## [RECORDS SHOWN]
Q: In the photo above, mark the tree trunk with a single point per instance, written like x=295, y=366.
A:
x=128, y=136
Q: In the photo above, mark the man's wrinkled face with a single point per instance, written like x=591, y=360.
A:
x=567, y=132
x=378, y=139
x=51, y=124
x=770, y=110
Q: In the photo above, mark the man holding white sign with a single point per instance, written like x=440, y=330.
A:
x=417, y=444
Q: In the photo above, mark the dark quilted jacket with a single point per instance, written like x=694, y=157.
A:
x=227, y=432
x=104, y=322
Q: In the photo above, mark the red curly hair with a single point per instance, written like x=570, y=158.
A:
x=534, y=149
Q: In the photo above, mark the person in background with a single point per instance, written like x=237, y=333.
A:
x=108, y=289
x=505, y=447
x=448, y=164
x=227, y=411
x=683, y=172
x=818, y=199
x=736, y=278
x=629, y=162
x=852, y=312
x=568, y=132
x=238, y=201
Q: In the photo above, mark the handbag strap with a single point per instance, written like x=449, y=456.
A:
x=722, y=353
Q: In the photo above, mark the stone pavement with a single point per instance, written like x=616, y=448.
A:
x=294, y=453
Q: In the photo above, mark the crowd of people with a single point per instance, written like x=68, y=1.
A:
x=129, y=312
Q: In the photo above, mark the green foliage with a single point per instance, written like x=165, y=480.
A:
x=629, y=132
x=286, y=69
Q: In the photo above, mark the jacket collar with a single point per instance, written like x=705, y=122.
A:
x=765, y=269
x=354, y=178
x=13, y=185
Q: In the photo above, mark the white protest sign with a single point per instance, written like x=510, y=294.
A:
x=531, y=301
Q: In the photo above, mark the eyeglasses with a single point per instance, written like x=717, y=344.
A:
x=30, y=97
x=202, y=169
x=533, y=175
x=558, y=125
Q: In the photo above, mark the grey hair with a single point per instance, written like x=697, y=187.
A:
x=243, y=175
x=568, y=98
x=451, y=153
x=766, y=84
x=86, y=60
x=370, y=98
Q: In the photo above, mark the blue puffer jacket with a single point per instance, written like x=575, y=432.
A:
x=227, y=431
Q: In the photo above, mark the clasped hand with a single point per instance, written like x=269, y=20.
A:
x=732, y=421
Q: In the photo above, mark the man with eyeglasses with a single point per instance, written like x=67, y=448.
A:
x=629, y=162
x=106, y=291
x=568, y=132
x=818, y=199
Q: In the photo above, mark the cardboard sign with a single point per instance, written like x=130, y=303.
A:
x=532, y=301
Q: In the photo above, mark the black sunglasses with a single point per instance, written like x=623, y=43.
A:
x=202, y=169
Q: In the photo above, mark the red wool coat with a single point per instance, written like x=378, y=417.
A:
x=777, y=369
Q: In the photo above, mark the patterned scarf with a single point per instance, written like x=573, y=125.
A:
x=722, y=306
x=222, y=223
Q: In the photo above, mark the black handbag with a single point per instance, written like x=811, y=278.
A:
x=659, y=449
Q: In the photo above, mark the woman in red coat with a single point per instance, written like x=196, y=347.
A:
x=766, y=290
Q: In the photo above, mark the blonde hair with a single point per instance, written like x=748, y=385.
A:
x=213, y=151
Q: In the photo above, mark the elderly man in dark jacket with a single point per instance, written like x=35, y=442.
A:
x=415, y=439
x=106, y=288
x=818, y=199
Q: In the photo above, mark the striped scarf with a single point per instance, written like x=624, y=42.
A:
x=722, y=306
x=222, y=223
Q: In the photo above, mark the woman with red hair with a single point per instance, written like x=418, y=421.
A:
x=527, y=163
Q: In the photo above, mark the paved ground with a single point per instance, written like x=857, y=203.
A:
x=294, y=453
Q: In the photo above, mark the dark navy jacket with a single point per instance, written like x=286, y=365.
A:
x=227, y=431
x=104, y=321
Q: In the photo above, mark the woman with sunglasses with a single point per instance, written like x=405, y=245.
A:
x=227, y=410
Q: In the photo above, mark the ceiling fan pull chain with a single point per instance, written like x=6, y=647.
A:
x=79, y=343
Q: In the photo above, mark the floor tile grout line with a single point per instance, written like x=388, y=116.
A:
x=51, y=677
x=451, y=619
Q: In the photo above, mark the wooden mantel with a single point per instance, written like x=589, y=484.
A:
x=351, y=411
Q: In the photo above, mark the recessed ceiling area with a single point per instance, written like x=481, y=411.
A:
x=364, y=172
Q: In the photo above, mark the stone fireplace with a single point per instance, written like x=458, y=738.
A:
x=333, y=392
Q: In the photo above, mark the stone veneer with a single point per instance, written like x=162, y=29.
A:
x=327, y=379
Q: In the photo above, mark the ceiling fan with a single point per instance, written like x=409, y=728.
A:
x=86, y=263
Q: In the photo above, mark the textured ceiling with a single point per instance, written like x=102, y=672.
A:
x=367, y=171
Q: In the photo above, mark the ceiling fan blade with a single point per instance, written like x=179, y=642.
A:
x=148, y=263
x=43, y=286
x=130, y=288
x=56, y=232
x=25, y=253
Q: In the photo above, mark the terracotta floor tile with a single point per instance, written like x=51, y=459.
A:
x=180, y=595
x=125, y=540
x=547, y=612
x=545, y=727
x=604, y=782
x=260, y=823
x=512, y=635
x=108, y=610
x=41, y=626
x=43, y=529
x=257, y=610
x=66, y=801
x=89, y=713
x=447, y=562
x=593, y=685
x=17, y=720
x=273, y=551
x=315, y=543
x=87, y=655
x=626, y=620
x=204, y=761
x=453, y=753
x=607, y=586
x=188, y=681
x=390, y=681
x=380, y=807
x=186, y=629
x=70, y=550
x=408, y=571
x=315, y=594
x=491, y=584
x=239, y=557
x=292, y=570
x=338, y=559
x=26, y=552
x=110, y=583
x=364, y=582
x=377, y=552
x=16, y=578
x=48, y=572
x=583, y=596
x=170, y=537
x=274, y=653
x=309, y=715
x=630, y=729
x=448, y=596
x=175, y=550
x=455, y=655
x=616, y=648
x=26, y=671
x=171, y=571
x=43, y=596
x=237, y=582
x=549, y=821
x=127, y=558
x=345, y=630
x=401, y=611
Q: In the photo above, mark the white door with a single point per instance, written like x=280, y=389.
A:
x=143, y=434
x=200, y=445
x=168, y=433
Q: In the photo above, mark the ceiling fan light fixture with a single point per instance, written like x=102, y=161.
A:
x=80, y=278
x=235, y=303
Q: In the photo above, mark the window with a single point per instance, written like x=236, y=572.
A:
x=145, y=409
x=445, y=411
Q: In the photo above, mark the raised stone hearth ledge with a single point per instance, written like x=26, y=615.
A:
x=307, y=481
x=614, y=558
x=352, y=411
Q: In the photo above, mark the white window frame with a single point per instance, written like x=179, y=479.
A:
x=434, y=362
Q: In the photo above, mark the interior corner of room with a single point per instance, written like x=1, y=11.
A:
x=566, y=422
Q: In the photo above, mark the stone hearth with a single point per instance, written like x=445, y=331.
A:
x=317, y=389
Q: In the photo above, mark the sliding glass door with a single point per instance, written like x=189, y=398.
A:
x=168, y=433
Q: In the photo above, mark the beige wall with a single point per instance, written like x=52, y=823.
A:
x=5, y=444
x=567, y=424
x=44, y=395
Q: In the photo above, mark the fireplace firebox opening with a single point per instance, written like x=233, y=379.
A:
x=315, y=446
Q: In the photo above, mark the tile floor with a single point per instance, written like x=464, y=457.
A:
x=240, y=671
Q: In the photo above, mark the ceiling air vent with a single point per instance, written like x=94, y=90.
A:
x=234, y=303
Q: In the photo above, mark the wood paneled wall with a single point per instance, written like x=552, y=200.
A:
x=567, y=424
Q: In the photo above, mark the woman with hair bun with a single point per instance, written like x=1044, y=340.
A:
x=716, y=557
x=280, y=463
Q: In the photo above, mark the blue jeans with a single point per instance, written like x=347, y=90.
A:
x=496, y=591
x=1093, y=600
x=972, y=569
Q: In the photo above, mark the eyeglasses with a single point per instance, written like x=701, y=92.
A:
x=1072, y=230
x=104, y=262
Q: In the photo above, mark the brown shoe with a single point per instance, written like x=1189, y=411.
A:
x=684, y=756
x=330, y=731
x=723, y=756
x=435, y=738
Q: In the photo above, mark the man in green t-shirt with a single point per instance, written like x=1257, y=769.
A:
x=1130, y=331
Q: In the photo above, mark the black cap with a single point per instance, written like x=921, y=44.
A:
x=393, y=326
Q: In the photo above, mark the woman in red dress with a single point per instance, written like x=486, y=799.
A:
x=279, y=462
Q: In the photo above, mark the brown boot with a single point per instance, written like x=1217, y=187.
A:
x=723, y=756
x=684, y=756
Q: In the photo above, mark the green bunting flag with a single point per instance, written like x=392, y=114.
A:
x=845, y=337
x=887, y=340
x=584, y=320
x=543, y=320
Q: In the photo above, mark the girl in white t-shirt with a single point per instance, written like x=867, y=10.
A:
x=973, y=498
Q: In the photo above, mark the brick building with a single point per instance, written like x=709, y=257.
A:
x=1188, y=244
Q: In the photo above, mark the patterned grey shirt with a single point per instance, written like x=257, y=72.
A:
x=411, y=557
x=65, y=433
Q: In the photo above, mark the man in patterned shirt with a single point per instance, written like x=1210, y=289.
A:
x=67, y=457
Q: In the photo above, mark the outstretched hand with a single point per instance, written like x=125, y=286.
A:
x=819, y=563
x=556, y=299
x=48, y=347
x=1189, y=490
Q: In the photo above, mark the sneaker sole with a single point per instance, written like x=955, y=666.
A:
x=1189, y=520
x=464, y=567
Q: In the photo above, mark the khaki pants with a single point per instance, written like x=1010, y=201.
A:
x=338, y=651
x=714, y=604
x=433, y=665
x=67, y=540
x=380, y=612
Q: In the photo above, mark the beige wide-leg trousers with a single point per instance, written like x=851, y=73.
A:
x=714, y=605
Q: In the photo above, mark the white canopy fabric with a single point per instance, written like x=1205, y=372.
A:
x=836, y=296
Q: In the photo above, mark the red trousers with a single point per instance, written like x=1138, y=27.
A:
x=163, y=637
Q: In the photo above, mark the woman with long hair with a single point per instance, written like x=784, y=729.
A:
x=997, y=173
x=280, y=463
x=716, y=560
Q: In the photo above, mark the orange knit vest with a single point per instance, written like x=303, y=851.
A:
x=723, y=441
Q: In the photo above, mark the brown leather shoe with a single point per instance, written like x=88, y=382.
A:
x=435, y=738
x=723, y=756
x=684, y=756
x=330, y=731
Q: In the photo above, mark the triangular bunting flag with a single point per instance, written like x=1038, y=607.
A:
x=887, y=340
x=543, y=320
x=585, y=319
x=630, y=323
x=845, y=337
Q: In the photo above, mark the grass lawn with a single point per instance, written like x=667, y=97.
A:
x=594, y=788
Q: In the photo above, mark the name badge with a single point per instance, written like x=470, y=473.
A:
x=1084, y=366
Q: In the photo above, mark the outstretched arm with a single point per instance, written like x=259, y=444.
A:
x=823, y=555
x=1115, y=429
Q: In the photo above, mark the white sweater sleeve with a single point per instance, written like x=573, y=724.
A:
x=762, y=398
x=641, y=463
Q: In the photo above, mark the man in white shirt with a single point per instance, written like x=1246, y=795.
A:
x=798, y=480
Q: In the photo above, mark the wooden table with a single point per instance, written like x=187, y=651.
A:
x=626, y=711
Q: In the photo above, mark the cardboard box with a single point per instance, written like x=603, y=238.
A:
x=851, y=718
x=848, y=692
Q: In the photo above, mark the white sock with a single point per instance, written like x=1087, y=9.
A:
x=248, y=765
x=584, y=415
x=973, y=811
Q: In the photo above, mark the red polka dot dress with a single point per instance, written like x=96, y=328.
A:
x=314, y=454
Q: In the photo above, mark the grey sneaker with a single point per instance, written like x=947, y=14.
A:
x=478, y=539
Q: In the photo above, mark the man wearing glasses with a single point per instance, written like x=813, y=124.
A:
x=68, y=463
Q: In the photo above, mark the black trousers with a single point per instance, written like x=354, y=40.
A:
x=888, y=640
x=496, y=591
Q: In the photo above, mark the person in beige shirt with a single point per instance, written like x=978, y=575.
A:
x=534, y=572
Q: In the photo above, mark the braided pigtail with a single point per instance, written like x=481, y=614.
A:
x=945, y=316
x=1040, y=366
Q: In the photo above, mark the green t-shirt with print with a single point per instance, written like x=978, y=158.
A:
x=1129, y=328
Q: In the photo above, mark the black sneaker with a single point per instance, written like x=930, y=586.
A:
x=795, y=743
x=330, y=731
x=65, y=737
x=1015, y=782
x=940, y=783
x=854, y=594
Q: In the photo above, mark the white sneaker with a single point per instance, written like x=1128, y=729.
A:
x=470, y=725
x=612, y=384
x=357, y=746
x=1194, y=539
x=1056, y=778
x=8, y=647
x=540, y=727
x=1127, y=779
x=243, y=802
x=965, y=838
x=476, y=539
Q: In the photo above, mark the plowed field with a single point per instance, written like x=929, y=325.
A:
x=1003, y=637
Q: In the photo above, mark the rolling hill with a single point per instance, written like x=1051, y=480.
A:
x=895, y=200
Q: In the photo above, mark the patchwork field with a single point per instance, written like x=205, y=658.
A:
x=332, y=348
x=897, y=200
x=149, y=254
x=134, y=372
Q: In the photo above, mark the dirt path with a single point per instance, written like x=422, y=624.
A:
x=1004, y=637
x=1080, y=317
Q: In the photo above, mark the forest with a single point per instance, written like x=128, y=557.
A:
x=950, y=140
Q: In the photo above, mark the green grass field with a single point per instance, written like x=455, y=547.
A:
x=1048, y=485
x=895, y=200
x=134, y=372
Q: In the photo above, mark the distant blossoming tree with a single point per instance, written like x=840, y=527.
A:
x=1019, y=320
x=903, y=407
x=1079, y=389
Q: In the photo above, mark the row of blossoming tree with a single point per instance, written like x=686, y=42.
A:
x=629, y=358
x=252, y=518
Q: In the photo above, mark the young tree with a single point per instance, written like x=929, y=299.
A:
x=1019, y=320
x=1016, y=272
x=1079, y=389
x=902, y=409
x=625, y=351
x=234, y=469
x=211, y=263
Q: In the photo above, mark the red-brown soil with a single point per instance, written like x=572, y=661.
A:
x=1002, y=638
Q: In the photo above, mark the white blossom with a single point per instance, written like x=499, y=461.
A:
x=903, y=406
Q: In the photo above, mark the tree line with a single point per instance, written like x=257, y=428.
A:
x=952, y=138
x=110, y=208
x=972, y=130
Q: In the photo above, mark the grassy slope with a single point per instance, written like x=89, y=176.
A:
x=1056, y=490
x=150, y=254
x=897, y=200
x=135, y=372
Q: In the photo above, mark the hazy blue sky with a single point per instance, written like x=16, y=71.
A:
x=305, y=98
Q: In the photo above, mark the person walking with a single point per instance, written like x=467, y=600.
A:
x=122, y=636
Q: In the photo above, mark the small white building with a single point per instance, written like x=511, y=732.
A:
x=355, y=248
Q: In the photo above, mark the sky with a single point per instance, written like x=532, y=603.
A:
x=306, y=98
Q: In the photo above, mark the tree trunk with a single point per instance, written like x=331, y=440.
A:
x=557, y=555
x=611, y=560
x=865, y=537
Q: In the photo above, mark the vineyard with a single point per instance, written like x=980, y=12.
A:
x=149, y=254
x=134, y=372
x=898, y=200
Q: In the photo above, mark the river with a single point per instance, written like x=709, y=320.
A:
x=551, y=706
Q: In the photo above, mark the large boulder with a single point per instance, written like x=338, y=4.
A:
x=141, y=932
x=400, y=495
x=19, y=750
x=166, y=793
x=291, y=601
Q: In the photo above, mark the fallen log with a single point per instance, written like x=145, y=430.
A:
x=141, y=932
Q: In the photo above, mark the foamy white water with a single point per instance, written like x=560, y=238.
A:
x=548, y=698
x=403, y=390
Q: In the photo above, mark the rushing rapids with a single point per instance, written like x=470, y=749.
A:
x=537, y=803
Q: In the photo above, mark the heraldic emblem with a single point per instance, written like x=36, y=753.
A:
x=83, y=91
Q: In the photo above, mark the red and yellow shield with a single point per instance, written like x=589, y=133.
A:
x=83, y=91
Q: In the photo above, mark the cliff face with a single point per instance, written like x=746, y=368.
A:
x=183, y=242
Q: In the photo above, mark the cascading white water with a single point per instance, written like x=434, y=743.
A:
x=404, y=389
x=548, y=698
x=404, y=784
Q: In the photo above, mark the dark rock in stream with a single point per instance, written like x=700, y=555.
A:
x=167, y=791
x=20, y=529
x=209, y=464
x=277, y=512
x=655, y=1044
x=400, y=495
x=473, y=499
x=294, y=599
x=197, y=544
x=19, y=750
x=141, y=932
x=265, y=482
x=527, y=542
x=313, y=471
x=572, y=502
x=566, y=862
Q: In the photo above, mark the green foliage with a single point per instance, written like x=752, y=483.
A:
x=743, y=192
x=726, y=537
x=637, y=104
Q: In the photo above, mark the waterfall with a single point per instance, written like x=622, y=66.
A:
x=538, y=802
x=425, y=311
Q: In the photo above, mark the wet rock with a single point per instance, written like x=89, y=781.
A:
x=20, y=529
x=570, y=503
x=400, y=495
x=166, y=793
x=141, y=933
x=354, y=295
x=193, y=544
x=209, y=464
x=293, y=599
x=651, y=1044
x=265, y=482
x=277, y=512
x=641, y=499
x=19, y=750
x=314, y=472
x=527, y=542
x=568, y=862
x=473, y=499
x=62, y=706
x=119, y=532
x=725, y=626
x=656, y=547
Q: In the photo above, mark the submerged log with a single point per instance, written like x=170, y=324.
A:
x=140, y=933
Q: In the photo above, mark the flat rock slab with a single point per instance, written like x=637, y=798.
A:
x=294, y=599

## [INSTRUCTIONS TO FOLLOW]
Reproduce verbatim the portion of the data above that runs from the line containing "like x=165, y=480." down to the line containing "x=531, y=301", including both of those lines.

## [EXERCISE OUTPUT]
Q: In the photo above, mark the green foliage with a single point per instance, written like x=165, y=480.
A:
x=629, y=132
x=286, y=69
Q: In the photo above, mark the jacket collar with a single point per instance, written like x=705, y=122.
A:
x=765, y=269
x=354, y=178
x=13, y=185
Q: In the photo above, mark the white protest sign with a single point per instance, written like x=510, y=294.
A:
x=531, y=301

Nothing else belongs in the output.